SUPPLIED INFORMATION ->

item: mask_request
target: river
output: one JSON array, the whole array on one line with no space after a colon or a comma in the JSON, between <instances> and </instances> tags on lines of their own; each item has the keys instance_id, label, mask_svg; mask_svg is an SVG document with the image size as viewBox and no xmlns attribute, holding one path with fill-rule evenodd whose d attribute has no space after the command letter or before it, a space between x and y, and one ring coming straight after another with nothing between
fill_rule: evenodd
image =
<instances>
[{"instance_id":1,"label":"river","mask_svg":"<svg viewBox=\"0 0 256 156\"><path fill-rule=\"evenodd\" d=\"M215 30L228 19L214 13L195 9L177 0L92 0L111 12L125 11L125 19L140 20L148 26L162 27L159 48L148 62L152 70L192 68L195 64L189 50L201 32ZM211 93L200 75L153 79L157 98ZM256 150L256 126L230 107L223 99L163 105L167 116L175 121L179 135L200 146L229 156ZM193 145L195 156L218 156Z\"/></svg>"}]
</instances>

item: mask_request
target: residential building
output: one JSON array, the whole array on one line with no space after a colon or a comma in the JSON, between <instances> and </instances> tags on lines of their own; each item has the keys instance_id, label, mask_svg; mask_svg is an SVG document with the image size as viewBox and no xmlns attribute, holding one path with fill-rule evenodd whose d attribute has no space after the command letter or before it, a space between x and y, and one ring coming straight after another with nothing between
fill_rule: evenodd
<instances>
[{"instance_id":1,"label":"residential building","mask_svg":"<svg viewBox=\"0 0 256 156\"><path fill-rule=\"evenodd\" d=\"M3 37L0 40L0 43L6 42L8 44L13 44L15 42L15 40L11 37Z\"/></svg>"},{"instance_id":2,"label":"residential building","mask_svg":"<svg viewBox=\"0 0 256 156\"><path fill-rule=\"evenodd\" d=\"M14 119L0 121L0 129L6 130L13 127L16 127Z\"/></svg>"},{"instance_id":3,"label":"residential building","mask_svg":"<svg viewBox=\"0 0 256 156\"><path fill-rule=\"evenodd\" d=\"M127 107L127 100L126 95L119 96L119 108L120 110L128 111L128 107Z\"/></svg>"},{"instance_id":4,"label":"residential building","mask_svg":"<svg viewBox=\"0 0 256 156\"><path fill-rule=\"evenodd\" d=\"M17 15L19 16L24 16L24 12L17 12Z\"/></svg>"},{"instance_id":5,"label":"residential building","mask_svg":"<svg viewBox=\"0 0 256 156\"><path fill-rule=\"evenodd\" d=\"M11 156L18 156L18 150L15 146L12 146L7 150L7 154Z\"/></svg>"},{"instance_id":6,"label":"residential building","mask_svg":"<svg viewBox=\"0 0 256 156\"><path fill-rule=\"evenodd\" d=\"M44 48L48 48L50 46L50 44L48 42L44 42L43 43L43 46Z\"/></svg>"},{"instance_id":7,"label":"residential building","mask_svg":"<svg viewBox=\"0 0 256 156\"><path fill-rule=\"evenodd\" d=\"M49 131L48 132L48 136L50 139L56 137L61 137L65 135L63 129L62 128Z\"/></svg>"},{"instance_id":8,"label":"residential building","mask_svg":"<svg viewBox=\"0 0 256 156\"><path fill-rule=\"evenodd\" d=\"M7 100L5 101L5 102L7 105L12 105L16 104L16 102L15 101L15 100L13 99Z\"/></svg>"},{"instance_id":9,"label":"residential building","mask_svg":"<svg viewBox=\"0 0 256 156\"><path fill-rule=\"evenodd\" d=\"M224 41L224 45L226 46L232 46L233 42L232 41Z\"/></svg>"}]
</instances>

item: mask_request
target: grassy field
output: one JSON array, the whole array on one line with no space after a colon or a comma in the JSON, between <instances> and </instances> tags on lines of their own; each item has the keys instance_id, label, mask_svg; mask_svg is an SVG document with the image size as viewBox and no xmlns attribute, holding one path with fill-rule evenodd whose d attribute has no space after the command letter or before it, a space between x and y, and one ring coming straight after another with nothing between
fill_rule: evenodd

WRITTEN PROBLEM -> Find each line in the items above that contains the word "target", and copy every such line in full.

SOLVED EXERCISE ->
target: river
target: residential building
target: grassy field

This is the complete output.